** Opening EXTRACTED RECORDS block **

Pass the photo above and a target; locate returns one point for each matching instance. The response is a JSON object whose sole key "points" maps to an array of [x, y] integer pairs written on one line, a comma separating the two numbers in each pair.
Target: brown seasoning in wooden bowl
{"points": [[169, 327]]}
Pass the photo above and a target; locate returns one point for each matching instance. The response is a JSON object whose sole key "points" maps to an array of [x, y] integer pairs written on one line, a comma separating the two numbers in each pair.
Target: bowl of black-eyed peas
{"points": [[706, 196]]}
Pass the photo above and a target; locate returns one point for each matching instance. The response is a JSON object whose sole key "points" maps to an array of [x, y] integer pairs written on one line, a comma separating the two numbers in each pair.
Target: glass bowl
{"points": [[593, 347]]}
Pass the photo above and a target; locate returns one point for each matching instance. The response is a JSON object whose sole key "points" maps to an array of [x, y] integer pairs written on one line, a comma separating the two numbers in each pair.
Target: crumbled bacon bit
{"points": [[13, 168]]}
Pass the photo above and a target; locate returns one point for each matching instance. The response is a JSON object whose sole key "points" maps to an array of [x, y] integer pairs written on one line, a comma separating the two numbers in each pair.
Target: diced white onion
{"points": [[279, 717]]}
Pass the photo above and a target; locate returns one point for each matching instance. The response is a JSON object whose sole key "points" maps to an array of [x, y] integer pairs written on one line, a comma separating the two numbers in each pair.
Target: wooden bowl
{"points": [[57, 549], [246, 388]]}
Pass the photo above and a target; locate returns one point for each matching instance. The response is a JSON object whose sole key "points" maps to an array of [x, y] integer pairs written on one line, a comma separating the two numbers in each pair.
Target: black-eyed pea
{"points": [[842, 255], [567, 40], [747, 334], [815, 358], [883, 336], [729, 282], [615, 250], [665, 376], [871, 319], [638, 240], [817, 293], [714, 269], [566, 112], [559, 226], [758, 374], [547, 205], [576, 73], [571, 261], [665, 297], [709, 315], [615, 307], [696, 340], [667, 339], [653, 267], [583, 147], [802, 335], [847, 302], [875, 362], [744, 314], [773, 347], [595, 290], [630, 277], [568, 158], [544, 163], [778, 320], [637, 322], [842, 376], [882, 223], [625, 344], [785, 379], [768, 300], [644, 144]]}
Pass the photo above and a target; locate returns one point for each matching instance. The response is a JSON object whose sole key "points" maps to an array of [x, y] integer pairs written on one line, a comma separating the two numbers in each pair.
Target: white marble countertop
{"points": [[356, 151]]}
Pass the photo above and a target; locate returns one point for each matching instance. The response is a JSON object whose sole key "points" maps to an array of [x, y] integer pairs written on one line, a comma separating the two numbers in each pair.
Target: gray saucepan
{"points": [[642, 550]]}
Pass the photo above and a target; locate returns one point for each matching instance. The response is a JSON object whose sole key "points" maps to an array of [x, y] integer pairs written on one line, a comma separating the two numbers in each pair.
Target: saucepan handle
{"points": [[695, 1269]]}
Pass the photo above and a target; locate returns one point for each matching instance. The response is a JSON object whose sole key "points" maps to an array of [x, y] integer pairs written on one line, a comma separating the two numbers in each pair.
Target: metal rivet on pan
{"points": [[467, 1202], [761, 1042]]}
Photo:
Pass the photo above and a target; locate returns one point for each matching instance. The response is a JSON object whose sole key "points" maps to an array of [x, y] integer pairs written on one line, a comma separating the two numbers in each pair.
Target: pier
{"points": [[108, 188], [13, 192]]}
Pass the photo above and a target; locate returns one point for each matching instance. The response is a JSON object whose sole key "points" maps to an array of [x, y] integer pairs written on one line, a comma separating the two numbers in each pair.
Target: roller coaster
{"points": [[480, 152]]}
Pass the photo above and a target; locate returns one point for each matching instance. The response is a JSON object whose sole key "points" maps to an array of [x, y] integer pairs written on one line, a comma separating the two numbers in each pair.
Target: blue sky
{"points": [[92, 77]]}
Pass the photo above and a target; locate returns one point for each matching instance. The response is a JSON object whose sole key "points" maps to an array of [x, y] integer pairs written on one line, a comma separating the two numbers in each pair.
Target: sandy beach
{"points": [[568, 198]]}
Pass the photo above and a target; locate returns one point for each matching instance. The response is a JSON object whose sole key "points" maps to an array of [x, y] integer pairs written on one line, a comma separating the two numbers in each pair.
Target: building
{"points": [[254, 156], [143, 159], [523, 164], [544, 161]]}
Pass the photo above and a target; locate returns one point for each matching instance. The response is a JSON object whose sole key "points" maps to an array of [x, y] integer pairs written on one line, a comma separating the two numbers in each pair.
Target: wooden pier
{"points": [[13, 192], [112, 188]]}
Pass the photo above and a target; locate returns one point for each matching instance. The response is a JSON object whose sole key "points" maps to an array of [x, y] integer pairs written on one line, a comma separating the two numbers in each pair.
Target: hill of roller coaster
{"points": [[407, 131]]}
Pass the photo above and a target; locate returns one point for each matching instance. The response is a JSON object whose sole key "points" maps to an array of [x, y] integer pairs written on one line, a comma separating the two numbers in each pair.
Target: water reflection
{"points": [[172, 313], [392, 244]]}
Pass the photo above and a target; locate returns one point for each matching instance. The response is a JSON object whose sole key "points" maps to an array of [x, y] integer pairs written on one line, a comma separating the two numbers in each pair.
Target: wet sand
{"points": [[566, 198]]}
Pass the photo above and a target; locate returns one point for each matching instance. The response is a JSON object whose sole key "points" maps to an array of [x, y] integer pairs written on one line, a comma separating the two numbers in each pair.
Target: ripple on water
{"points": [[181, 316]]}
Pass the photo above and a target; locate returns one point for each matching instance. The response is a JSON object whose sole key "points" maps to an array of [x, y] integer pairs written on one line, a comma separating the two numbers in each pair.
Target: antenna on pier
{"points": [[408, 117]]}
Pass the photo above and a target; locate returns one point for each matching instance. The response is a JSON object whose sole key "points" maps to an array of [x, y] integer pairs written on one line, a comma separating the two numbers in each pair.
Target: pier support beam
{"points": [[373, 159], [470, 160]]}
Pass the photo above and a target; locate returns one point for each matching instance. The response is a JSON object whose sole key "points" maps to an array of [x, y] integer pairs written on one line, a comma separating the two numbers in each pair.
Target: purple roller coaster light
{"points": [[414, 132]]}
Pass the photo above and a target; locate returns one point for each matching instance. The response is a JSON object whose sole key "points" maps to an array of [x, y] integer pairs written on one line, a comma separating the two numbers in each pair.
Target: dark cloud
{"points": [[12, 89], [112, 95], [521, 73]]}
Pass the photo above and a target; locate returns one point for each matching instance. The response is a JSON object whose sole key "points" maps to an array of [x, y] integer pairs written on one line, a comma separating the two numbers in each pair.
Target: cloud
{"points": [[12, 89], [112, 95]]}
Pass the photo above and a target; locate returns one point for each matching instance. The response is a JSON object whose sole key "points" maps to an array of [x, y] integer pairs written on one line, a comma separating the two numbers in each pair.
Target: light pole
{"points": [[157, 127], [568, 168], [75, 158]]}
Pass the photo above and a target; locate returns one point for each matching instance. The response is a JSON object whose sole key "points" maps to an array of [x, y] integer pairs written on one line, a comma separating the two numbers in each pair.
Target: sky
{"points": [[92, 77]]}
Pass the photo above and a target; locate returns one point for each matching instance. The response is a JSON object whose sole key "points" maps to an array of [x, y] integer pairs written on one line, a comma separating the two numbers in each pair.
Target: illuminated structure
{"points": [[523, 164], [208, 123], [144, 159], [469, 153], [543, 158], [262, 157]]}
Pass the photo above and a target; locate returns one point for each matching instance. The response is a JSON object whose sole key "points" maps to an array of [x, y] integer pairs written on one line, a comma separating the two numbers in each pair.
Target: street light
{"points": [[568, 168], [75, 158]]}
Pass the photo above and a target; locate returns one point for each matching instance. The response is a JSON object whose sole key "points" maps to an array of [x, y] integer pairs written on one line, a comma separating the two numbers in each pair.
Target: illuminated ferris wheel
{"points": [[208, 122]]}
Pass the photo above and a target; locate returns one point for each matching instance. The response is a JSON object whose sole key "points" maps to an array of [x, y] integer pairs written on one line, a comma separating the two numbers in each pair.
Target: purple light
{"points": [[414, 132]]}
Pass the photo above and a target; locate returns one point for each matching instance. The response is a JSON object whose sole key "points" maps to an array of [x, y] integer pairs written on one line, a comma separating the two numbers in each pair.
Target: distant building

** Closing EXTRACTED RECORDS block **

- EXERCISE:
Quote exactly and only the lines from the one holding "Target: purple light" through the end of the data.

- THE ANSWER:
Target: purple light
{"points": [[414, 132]]}
Pass the photo above and a target; locate returns one point for each matching instance. The response is a JSON object whose sole key "points" maps to an array of [x, y] integer pairs written on one line, a comma separating the two numbers in each pair.
Target: distant building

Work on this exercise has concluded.